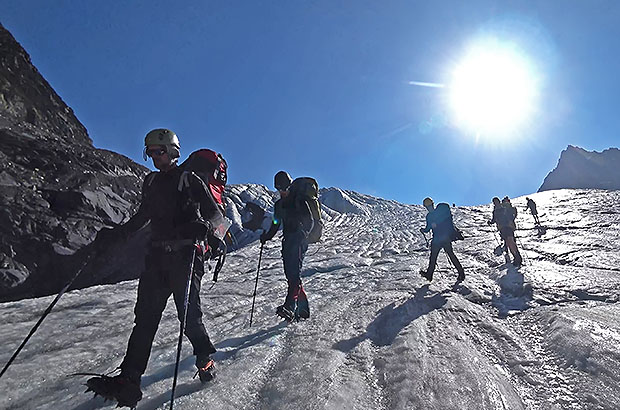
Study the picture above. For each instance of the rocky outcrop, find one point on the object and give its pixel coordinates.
(26, 97)
(578, 168)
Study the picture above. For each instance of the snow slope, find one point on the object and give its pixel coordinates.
(545, 336)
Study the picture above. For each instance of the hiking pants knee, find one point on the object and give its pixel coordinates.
(447, 247)
(294, 246)
(165, 274)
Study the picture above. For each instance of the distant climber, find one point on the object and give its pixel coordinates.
(298, 212)
(532, 206)
(504, 215)
(439, 219)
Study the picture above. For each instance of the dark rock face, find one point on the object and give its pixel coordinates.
(56, 189)
(578, 168)
(26, 97)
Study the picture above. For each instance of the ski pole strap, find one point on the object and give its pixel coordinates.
(176, 245)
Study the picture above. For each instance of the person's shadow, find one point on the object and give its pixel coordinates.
(514, 293)
(390, 320)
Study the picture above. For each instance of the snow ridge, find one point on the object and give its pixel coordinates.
(544, 336)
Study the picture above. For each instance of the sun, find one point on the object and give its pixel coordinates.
(493, 92)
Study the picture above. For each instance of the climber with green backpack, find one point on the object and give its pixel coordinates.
(299, 213)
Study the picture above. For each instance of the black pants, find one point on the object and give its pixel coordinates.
(436, 246)
(165, 274)
(294, 247)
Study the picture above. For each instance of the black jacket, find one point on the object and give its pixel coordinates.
(173, 213)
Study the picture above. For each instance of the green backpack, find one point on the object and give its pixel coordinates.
(307, 189)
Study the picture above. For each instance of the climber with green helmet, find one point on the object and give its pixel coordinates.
(439, 220)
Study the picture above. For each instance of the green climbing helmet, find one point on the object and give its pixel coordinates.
(165, 137)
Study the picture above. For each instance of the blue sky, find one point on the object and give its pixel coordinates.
(322, 88)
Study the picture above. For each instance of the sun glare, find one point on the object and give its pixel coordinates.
(493, 91)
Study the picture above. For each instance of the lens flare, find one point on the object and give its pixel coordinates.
(494, 90)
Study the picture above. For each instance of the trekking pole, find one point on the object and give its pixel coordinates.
(180, 342)
(47, 312)
(260, 256)
(521, 246)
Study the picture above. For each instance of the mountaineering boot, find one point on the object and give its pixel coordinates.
(122, 388)
(206, 368)
(285, 313)
(518, 261)
(426, 276)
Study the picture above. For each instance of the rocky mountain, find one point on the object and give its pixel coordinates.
(57, 190)
(578, 168)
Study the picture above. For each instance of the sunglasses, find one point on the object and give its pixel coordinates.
(158, 152)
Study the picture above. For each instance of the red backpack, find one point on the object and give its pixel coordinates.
(212, 168)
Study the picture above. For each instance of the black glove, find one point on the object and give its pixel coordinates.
(198, 229)
(105, 235)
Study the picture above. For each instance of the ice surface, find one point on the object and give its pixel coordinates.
(545, 336)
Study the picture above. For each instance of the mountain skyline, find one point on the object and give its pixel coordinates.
(356, 96)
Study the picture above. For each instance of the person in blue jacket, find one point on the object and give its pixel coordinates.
(439, 220)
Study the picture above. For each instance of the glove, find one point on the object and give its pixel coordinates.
(198, 229)
(105, 235)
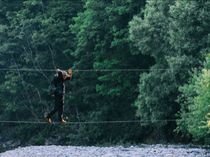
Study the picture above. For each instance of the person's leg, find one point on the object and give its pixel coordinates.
(56, 108)
(60, 112)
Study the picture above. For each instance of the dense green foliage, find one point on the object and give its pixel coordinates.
(97, 40)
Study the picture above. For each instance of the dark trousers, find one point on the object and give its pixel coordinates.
(59, 105)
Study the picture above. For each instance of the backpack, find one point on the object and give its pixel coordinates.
(53, 89)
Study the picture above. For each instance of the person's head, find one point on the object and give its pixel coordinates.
(64, 75)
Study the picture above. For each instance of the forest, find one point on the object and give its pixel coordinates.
(140, 71)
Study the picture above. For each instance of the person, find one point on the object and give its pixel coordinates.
(59, 95)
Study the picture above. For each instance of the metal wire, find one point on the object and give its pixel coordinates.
(88, 70)
(106, 122)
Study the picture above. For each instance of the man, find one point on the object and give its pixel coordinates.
(59, 95)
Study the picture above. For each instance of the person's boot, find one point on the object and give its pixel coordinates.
(62, 121)
(48, 119)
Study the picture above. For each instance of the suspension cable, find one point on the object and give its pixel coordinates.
(97, 70)
(107, 122)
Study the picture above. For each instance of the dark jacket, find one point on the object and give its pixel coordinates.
(59, 84)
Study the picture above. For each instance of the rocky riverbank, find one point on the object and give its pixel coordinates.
(158, 150)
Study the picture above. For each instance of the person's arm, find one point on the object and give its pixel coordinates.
(59, 73)
(69, 76)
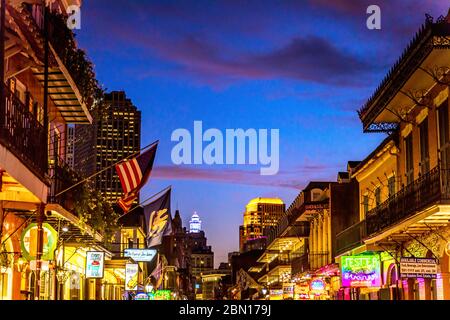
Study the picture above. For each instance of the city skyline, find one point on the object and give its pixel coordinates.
(212, 62)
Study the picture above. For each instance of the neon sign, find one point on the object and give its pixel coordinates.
(318, 285)
(361, 270)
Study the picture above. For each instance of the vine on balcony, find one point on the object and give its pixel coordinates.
(75, 59)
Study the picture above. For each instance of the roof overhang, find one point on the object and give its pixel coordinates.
(275, 274)
(412, 77)
(435, 217)
(64, 92)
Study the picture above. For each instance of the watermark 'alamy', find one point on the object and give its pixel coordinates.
(74, 17)
(234, 145)
(373, 22)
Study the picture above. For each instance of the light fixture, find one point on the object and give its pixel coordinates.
(21, 264)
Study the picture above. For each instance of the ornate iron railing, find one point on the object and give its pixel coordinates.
(300, 264)
(22, 133)
(430, 188)
(351, 237)
(318, 259)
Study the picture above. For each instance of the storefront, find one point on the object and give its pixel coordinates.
(361, 276)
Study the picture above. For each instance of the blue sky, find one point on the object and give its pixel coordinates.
(303, 67)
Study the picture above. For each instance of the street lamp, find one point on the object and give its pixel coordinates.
(21, 264)
(149, 288)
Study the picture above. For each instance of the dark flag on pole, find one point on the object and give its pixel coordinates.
(159, 219)
(134, 174)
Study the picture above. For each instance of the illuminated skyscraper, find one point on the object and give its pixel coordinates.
(114, 136)
(260, 214)
(195, 224)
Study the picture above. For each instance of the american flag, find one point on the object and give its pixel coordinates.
(133, 175)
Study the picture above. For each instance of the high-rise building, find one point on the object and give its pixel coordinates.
(114, 136)
(260, 214)
(202, 256)
(195, 224)
(70, 150)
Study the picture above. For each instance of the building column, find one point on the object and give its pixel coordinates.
(446, 285)
(320, 242)
(325, 232)
(427, 286)
(312, 244)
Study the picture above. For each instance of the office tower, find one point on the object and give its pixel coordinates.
(260, 214)
(114, 136)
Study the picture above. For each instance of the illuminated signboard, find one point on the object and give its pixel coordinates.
(162, 295)
(29, 240)
(288, 290)
(140, 255)
(418, 268)
(317, 286)
(361, 270)
(141, 296)
(95, 261)
(276, 294)
(131, 276)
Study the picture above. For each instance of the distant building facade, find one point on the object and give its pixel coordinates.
(115, 135)
(260, 214)
(195, 224)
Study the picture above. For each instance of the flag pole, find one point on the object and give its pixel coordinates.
(148, 199)
(107, 168)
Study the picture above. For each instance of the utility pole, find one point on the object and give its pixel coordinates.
(39, 249)
(41, 210)
(2, 65)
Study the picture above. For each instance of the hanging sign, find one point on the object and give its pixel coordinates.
(418, 268)
(140, 255)
(95, 262)
(362, 270)
(29, 238)
(131, 276)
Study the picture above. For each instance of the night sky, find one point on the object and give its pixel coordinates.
(302, 66)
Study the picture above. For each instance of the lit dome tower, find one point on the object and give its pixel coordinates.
(195, 224)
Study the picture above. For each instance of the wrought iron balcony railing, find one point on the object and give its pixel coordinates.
(429, 189)
(22, 133)
(351, 237)
(300, 264)
(318, 259)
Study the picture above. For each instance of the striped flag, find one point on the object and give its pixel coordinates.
(158, 219)
(133, 175)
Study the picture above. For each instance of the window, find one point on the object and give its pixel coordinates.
(409, 159)
(444, 137)
(378, 196)
(366, 204)
(391, 186)
(424, 147)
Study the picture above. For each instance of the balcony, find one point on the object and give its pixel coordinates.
(23, 134)
(63, 177)
(351, 237)
(71, 80)
(318, 259)
(300, 264)
(431, 188)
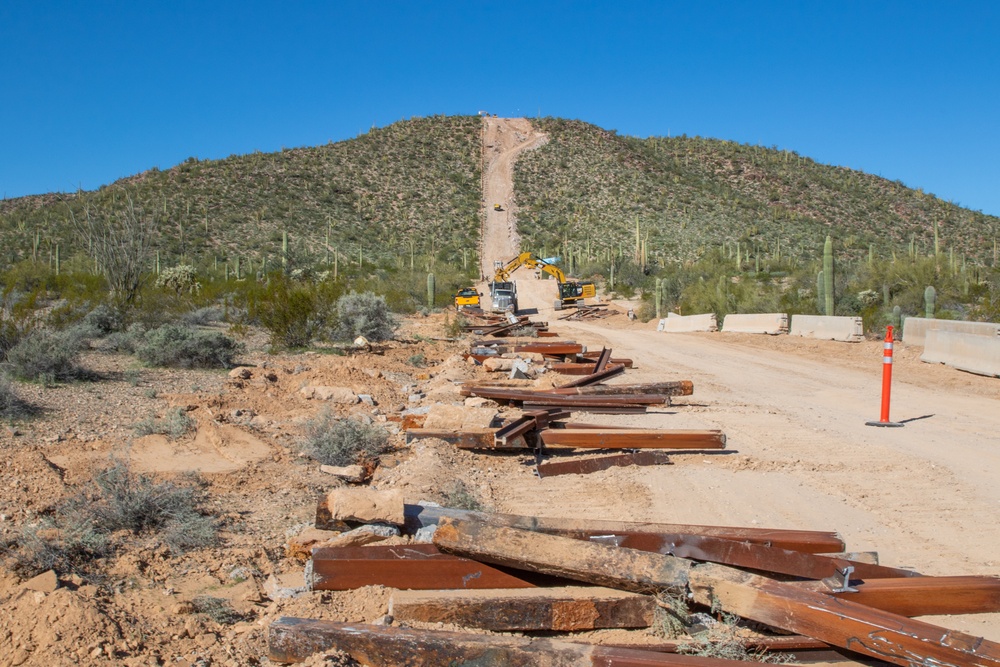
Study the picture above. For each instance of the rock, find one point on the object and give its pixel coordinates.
(366, 505)
(459, 417)
(480, 402)
(353, 474)
(288, 585)
(332, 394)
(300, 546)
(496, 365)
(362, 535)
(240, 373)
(46, 582)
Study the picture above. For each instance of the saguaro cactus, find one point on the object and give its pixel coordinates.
(658, 297)
(820, 300)
(828, 275)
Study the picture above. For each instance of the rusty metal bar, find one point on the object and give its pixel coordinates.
(602, 360)
(466, 439)
(633, 439)
(678, 388)
(838, 621)
(596, 409)
(774, 560)
(637, 535)
(554, 555)
(583, 368)
(923, 596)
(558, 609)
(295, 639)
(592, 464)
(415, 567)
(594, 378)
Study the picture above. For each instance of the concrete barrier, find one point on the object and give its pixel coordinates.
(767, 323)
(967, 352)
(847, 329)
(915, 328)
(684, 323)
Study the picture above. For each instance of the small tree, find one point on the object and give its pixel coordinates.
(119, 241)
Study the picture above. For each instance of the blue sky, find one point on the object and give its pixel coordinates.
(93, 91)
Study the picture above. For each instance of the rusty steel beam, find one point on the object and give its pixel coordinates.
(774, 560)
(555, 349)
(585, 466)
(923, 596)
(623, 409)
(466, 439)
(296, 639)
(559, 609)
(602, 359)
(635, 535)
(633, 439)
(678, 388)
(608, 372)
(837, 621)
(530, 420)
(564, 557)
(415, 566)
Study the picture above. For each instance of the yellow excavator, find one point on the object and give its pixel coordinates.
(571, 292)
(467, 297)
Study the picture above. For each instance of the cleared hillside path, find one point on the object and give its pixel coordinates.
(503, 140)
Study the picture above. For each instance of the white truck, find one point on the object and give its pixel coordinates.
(503, 297)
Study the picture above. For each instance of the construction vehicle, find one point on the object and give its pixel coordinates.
(467, 297)
(571, 292)
(503, 296)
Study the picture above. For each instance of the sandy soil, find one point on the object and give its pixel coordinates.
(504, 139)
(794, 410)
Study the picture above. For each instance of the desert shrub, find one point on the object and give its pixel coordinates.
(182, 346)
(124, 341)
(118, 505)
(181, 278)
(459, 496)
(341, 442)
(12, 406)
(289, 312)
(48, 355)
(365, 315)
(137, 504)
(217, 609)
(103, 320)
(202, 316)
(174, 424)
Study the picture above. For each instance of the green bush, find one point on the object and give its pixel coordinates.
(12, 406)
(178, 345)
(48, 355)
(118, 505)
(365, 315)
(174, 424)
(341, 442)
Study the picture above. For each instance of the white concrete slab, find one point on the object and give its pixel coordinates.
(685, 323)
(915, 328)
(764, 323)
(968, 352)
(842, 328)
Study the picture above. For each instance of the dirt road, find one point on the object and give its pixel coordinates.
(503, 141)
(794, 411)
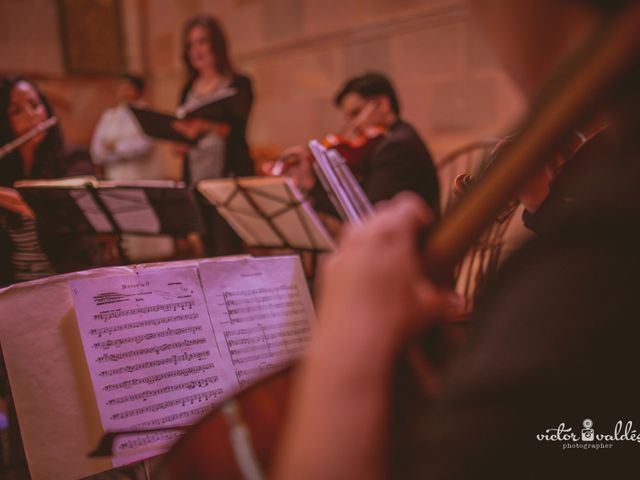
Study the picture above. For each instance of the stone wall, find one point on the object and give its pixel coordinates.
(298, 53)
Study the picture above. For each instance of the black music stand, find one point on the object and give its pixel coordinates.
(268, 212)
(141, 208)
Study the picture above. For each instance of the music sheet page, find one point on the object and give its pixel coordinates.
(151, 351)
(261, 311)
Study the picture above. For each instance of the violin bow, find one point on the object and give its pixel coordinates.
(583, 85)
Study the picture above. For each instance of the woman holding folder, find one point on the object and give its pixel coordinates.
(222, 148)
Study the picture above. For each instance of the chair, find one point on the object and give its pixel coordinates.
(505, 235)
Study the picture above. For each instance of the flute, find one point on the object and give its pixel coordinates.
(7, 148)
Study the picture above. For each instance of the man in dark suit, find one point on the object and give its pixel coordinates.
(400, 161)
(396, 160)
(546, 386)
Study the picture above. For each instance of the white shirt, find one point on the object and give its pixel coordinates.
(132, 157)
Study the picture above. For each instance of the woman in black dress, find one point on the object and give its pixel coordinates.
(27, 252)
(222, 150)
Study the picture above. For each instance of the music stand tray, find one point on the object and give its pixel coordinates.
(268, 212)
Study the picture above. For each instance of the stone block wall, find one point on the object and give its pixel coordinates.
(298, 53)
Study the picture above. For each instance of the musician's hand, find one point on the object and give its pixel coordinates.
(297, 164)
(376, 278)
(11, 200)
(109, 145)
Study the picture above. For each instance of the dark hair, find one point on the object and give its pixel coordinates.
(370, 85)
(51, 145)
(217, 42)
(607, 5)
(135, 80)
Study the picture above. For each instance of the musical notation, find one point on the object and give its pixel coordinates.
(148, 439)
(151, 379)
(190, 399)
(246, 376)
(203, 382)
(154, 322)
(169, 344)
(169, 332)
(116, 357)
(173, 359)
(13, 145)
(180, 417)
(166, 307)
(275, 328)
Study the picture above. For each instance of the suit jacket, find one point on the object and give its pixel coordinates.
(555, 342)
(401, 161)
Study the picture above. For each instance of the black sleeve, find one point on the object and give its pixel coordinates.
(555, 344)
(243, 101)
(77, 162)
(6, 270)
(403, 163)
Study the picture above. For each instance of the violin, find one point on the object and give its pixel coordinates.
(205, 452)
(355, 141)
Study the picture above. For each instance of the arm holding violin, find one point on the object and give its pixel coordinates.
(338, 423)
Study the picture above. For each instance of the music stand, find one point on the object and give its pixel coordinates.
(141, 208)
(268, 212)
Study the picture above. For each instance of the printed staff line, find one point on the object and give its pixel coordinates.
(151, 379)
(248, 331)
(115, 357)
(107, 344)
(175, 359)
(190, 385)
(166, 307)
(198, 397)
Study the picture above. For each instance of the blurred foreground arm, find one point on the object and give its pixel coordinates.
(374, 295)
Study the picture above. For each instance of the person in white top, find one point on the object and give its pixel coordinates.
(127, 154)
(118, 142)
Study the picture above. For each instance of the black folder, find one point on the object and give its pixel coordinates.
(215, 108)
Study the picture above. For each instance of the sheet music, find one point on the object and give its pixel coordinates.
(95, 216)
(262, 312)
(131, 209)
(267, 211)
(151, 351)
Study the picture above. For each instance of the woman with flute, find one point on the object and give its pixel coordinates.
(25, 252)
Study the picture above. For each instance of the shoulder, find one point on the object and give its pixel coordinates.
(241, 81)
(184, 91)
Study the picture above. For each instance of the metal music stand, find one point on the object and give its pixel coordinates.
(142, 208)
(268, 212)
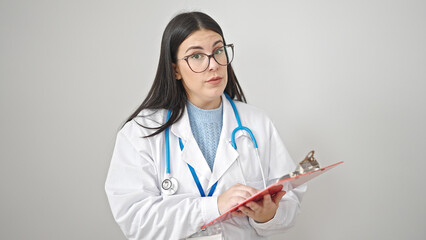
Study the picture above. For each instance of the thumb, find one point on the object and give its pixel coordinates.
(277, 198)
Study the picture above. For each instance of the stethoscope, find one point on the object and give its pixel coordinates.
(169, 185)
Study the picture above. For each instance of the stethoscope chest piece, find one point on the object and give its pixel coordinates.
(169, 186)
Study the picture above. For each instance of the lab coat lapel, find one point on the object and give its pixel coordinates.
(226, 154)
(191, 153)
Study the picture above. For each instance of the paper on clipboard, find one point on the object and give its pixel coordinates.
(286, 183)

::::::::::

- [WHAT YOU HAVE TO DO]:
Starting at the line that contains "Study the picture above. For each instance of the arm", please write out every line to the end of the entries, inclusive, copied exactly and with pictures omitted.

- [RESULT]:
Study the picture above. For each instance of the arm holding violin, find one point on the object and give its pixel coordinates.
(338, 423)
Study the picture above. For each instance of the music stand, find one point on the object and give its pixel coordinates.
(141, 208)
(268, 212)
Study the picture above. For each instance of the printed staff line, find one point on the object and give its pixel coordinates.
(151, 379)
(248, 331)
(115, 357)
(107, 344)
(175, 359)
(190, 385)
(166, 307)
(198, 397)
Study the picture above. For each instance of the blurred foreground arm, find one point on the object and give its pixel coordinates.
(374, 295)
Study the picture above. For each instance of the person in white top, find one point on the object and give its pixel coordinates.
(127, 154)
(118, 142)
Study the picture above. For each instance of the black folder, find one point on the object and give its pixel coordinates.
(215, 108)
Study the picture above. For each instance of the sheet music, find one point on the object and give its pixel coordinates.
(95, 216)
(262, 312)
(131, 209)
(267, 211)
(151, 351)
Study the picture above. For each instance of the woman with flute, find one point on the object and give its pixel coordinates.
(25, 252)
Study the picture above. For each instance of the shoulder, find one point on the object and give its pixel coordinates.
(241, 81)
(184, 91)
Study the picture above. For each instance of the metal music stand, find one point on the object and give its pixel coordinates.
(142, 208)
(268, 212)
Study the picture above. For each instance of the thumb, find one point on the object and give its pixel coordinates.
(277, 198)
Study the picture above. For each instance of the stethoscope, find one point on the object and give its pixel coordinates.
(169, 185)
Study the picture above. For each instance of the stethoscope chest piece, find one point on the object and give its pixel coordinates.
(169, 186)
Study the picture above. For each instance of the lab coat lapel, find one point on the object and give its pixel coordinates.
(226, 154)
(191, 153)
Study the picture above. For each instance of the paper on clipboard, find one point on the object and give its pixel coordinates.
(286, 183)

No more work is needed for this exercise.